Task objective
Transcribe every item below word for word, omitting the pictures from your answer.

(Bounding-box records)
++++++

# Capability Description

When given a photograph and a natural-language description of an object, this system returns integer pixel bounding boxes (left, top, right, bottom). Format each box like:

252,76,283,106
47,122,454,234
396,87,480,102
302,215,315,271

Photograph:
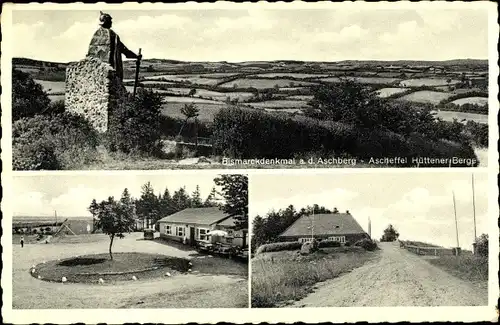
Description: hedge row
257,241,302,254
213,107,477,167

++++++

Worked solution
# Capability Description

When given a photograph and a natural-language description of an object, this system returns integer pixel bounding boxes (left, top, right, bottom). Format each box like:

252,76,283,106
47,122,454,234
396,87,480,102
302,215,315,271

Photograph:
Description: hedge row
257,241,302,254
213,107,477,167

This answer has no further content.